* _SÉRIE D'EXERCICES_
- a) Les affirmations (i), (ii) et (iii) concordent-elles avec l'extrait sur Téniers ? Répondez par oui ou non et citez à chaque fois les mots décisifs de l'extrait. (i) Téniers est l'auteur de plus d'un millier de toiles. (ii) Gérard de Sède a donné des indications assez précises pour identifier l'œuvre. (iii) Téniers a davantage attiré les chercheurs que Poussin.
- b) Extrayez de l'extrait sur Téniers, sans rien changer, tout ce qui va de « C'est Gérard de » jusqu'à « la famille Anson. ».
- c) Prolongez l'extrait sur Téniers et Shugborough Hall à partir de l'endroit où il s'arrête.

* _EXTRAIT_
--

Paradoxalement, si les Bergers d'Arcadie et la vie de Poussin
ont été
étudiés
sous tous ses angles,
Téniers eut moins d’attrait pour les chercheurs. Peintre souvent
délaissé du grand public, il figure pourtant parmi les plus
grands Maîtres du siècle des Lumières. La raison fondamentale de
ce désintérêt des chercheurs est simple : Téniers est
l'auteur de plus d'un millier de toiles ce qui le rend
insaisissable.
C'est Gérard de Sède le premier qui souligna cet artiste en
faisant monter
Bérenger Saunière à Paris pour, soi‑disant aller acheter les copies
de trois tableaux au Louvre. Malheureusement, les indications
qu'il donne ne
sont pas suffisamment précises et l'identité de l'œuvre
resta très longtemps inconnue. Des pistes furent toutefois particulièrement
intéressantes s'orientant vers une toile énigmatique : "Saint‑Antoine et Saint Paul dans le désert". L'histoire de ce tableau vient
d'ailleurs croiser le récit d'un autre
épisode castel rennais situé au Royaume‑Uni, celui de
Shugborough Hall
et de la famille Anson.

--

* _ENTRÉES RÉPERTORIÉES_

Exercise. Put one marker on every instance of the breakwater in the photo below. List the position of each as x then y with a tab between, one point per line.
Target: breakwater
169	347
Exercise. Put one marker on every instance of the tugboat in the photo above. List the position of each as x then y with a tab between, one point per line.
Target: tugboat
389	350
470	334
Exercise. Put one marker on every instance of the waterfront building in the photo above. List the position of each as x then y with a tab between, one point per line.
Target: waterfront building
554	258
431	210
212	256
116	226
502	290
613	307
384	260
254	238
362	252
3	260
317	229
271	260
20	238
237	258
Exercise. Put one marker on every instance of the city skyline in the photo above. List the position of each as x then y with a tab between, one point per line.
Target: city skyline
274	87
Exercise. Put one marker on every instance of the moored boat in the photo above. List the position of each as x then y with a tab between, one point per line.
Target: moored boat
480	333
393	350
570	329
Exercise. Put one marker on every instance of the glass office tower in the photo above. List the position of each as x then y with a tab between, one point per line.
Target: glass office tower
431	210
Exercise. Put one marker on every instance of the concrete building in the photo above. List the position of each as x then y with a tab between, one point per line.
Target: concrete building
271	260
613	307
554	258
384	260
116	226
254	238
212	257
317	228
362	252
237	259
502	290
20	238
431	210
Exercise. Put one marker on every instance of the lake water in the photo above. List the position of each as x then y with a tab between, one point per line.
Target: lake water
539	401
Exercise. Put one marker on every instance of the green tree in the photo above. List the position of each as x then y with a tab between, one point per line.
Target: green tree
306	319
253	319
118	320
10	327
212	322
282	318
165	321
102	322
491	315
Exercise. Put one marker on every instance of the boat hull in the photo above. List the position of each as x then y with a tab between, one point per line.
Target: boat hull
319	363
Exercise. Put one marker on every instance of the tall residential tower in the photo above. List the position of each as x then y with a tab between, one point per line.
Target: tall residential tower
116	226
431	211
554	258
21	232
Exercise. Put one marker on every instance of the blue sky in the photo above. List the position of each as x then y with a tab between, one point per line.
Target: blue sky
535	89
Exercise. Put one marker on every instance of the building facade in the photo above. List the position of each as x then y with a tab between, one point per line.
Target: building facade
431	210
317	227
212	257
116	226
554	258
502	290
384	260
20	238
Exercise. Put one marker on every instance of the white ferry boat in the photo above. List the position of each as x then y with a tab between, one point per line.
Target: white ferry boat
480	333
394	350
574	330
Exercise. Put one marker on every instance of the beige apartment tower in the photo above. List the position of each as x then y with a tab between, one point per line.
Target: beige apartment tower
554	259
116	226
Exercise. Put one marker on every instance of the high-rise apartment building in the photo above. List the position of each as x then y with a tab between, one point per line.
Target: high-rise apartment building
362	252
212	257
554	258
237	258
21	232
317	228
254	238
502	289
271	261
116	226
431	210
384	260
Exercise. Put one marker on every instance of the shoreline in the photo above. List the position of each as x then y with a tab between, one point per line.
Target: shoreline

--

* _LISTE DES RÉPONSES_
- a)
(i) Oui : « Téniers est l'auteur de plus d'un millier de toiles ».
(ii) Non : « les indications qu'il donne ne sont pas suffisamment précises ».
(iii) Non : « Téniers eut moins d’attrait pour les chercheurs ».

- b)
C'est Gérard de Sède le premier qui souligna cet artiste en
faisant monter
Bérenger Saunière à Paris pour, soi‑disant aller acheter les copies
de trois tableaux au Louvre. Malheureusement, les indications
qu'il donne ne
sont pas suffisamment précises et l'identité de l'œuvre
resta très longtemps inconnue. Des pistes furent toutefois particulièrement
intéressantes s'orientant vers une toile énigmatique : "Saint‑Antoine et Saint Paul dans le désert". L'histoire de ce tableau vient
d'ailleurs croiser le récit d'un autre
épisode castel rennais situé au Royaume‑Uni, celui de
Shugborough Hall
et de la famille Anson.

- c)
Les recherches actuelles montrent l'implication certaine dans
l'énigme d'un tableau particulier archivé au musée du Prado : "Saint‑Antoine
et les 7 péchés capitaux"
L'énigme de
Rennes est ainsi faite. Certaines pistes rebondissent sur
d'autres, prouvant que l'affaire comporte de multiples facettes
qu'il faut étudier, sans quoi on risque de passer à côté d'une
clé importante...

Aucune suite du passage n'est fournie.